• ARTICLE
---
Reference: autocert Package

API Versioning
Use Case: Support /v2 API with breaking changes while maintaining /v1
Pattern: URL-based versioning with version-specific handlers

v1 := http.NewServeMux()
v1.HandleFunc("/recipe", handleRecipeV1)

v2 := http.NewServeMux()
v2.HandleFunc("/recipe", handleRecipeV2)

mux := http.NewServeMux()
mux.Handle("/v1/", http.StripPrefix("/v1", v1))
mux.Handle("/v2/", http.StripPrefix("/v2", v2))

Reference: API Versioning Best Practices

Mid-Term (3-6 months)

OpenTelemetry Integration
Use Case: Distributed tracing across services
Implementation: OTLP exporter with automatic instrumentation

import (
    "go.opentelemetry.io/otel"
    "go.opentelemetry.io/otel/exporters/otlp/otlptrace/otlptracehttp"
    "go.opentelemetry.io/otel/sdk/trace"
)
---
• RECORDED INFORMATION
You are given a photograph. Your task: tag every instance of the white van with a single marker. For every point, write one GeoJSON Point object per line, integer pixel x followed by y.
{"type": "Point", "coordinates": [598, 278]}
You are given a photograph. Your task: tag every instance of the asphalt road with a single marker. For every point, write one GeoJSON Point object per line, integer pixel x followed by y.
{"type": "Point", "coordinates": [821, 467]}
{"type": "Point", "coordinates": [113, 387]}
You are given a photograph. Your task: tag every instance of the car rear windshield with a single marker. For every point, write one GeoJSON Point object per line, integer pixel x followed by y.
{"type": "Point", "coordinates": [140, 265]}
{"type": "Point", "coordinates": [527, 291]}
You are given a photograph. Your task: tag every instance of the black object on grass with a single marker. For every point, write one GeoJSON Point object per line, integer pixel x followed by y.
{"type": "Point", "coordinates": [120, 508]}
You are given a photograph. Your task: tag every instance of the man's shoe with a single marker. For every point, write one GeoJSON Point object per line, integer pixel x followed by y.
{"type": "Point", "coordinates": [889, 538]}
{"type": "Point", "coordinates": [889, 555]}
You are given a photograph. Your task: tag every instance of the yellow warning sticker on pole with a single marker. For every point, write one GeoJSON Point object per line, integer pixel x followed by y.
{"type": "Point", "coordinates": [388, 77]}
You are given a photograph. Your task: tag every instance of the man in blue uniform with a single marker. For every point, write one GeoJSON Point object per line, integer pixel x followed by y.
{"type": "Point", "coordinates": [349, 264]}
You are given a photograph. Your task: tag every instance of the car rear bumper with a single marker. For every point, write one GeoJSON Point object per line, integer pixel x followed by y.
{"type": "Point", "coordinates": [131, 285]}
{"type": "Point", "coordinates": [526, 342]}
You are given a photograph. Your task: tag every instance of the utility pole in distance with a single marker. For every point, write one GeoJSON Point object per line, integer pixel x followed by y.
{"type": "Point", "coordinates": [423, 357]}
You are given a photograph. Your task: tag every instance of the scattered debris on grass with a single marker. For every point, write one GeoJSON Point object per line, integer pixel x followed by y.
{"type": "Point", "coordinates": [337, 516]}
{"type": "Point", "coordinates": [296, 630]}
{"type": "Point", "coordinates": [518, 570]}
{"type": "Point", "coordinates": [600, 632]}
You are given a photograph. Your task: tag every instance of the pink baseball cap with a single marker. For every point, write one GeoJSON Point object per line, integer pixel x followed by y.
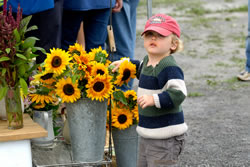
{"type": "Point", "coordinates": [162, 24]}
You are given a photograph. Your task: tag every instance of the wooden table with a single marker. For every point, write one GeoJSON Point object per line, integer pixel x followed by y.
{"type": "Point", "coordinates": [15, 147]}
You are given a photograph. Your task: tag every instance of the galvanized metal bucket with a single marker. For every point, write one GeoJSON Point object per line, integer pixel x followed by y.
{"type": "Point", "coordinates": [87, 128]}
{"type": "Point", "coordinates": [126, 146]}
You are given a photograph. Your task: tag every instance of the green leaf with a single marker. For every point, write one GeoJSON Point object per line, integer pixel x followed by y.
{"type": "Point", "coordinates": [33, 55]}
{"type": "Point", "coordinates": [24, 23]}
{"type": "Point", "coordinates": [118, 95]}
{"type": "Point", "coordinates": [3, 71]}
{"type": "Point", "coordinates": [17, 35]}
{"type": "Point", "coordinates": [29, 42]}
{"type": "Point", "coordinates": [19, 62]}
{"type": "Point", "coordinates": [34, 49]}
{"type": "Point", "coordinates": [34, 27]}
{"type": "Point", "coordinates": [3, 92]}
{"type": "Point", "coordinates": [21, 70]}
{"type": "Point", "coordinates": [21, 56]}
{"type": "Point", "coordinates": [34, 67]}
{"type": "Point", "coordinates": [4, 58]}
{"type": "Point", "coordinates": [7, 50]}
{"type": "Point", "coordinates": [24, 86]}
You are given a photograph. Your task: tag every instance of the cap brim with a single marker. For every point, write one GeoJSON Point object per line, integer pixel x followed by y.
{"type": "Point", "coordinates": [159, 30]}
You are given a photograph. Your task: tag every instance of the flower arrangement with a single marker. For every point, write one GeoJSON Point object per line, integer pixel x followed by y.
{"type": "Point", "coordinates": [124, 109]}
{"type": "Point", "coordinates": [41, 95]}
{"type": "Point", "coordinates": [16, 51]}
{"type": "Point", "coordinates": [76, 74]}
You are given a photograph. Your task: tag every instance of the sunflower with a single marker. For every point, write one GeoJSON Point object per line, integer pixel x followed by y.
{"type": "Point", "coordinates": [40, 98]}
{"type": "Point", "coordinates": [56, 61]}
{"type": "Point", "coordinates": [126, 71]}
{"type": "Point", "coordinates": [99, 68]}
{"type": "Point", "coordinates": [45, 77]}
{"type": "Point", "coordinates": [39, 106]}
{"type": "Point", "coordinates": [99, 87]}
{"type": "Point", "coordinates": [122, 118]}
{"type": "Point", "coordinates": [136, 113]}
{"type": "Point", "coordinates": [68, 91]}
{"type": "Point", "coordinates": [76, 49]}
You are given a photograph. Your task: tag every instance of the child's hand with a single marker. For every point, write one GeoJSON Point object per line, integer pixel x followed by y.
{"type": "Point", "coordinates": [116, 64]}
{"type": "Point", "coordinates": [146, 101]}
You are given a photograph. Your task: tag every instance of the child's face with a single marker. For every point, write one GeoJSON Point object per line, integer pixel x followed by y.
{"type": "Point", "coordinates": [156, 44]}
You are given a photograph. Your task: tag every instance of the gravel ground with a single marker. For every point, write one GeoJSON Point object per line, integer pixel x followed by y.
{"type": "Point", "coordinates": [217, 108]}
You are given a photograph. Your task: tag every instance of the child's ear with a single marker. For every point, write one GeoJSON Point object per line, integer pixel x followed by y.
{"type": "Point", "coordinates": [174, 45]}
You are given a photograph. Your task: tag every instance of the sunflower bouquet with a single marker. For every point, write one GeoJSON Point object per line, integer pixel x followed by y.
---
• TASKS TO PERFORM
• 1. Translate this sentence from the API versioning roadmap into Spanish: "Use Case: Support /v2 API with breaking changes while maintaining /v1"
• 2. Decide whether each statement agrees with the API versioning roadmap. Answer yes or no, and quote the deciding words from the roadmap.
(a) Both the v1 and the v2 mux register a handler for "/recipe".
(b) The versioning pattern relies on request headers.
(c) The OpenTelemetry integration is listed under a three-to-six-month timeframe.
• 3. Resume the API versioning roadmap right after the closing parenthesis of its import block.

• OUTPUTS FOR THE TASKS
• 1. Caso de uso: admitir la API /v2 con cambios incompatibles mientras se mantiene /v1

• 2.
(a) Yes: "v1.HandleFunc("/recipe", handleRecipeV1)" and "v2.HandleFunc("/recipe", handleRecipeV2)"
(b) No: "URL-based versioning with version-specific handlers"
(c) Yes: "Mid-Term (3-6 months)"

• 3.
func initTracer() (*trace.TracerProvider, error) {
    exporter, err := otlptracehttp.New(context.Background(),
        otlptracehttp.WithEndpoint("otel-collector:4318"),
        otlptracehttp.WithInsecure(),
    )
    if err != nil {
        return nil, err
    }
    
    tp := trace.NewTracerProvider(
        trace.WithBatcher(exporter),
        trace.WithResource(/* service name */),
    )
    otel.SetTracerProvider(tp)
    return tp, nil
}

Reference: OpenTelemetry Go

Recipe Caching
Benefit: 95%+ cache hit rate for repeated queries
Implementation: Redis with TTL, fallback to recipe builder

import "github.com/redis/go-redis/v9"

func getRecipe(ctx context.Context, key string) (*recipe.Recipe, error) {
    // Try cache first
    cached, err := rdb.Get(ctx, key).Result()
    if err == nil {
        var r recipe.Recipe
        json.Unmarshal([]byte(cached), &r)
        return &r, nil
    }
    
    // Cache miss - build recipe
    r, err := builder.BuildRecipe(ctx, params)
    if err != nil {
        return nil, err
    }
    
    // Cache with 1 hour TTL
    json, _ := json.Marshal(r)
    rdb.Set(ctx, key, json, time.Hour)
    
    return r, nil
}

Reference: go-redis

GraphQL API
Rationale: Enable clients to request only needed fields
Implementation: graphql-go with recipe schema

type Query {
  recipe(
    os: String!
    osVersion: String
    gpu: String!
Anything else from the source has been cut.